* _Task statement_:
Could you report every line of the listing below that holds the word "Query"?

[[ Records to use open ]]

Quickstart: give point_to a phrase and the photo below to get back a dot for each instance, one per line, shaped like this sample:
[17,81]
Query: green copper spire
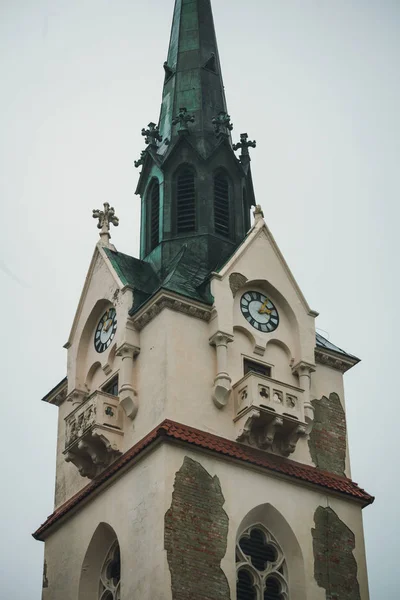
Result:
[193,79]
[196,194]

[[ Records to use closed ]]
[[ Records to use open ]]

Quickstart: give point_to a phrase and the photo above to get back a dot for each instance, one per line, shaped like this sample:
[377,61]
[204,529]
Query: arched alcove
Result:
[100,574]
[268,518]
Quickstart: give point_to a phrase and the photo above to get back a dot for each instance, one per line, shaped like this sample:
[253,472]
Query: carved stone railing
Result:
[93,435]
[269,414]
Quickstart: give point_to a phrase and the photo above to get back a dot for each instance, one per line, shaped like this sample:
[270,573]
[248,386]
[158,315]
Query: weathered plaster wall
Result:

[[ Records to use closed ]]
[[ Records to use open ]]

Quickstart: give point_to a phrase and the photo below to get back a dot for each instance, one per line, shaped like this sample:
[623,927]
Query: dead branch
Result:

[[ Records to use closed ]]

* _The answer_:
Query: green copper spire
Query: arched alcove
Query: carved stone railing
Query: weathered plaster wall
Query: dead branch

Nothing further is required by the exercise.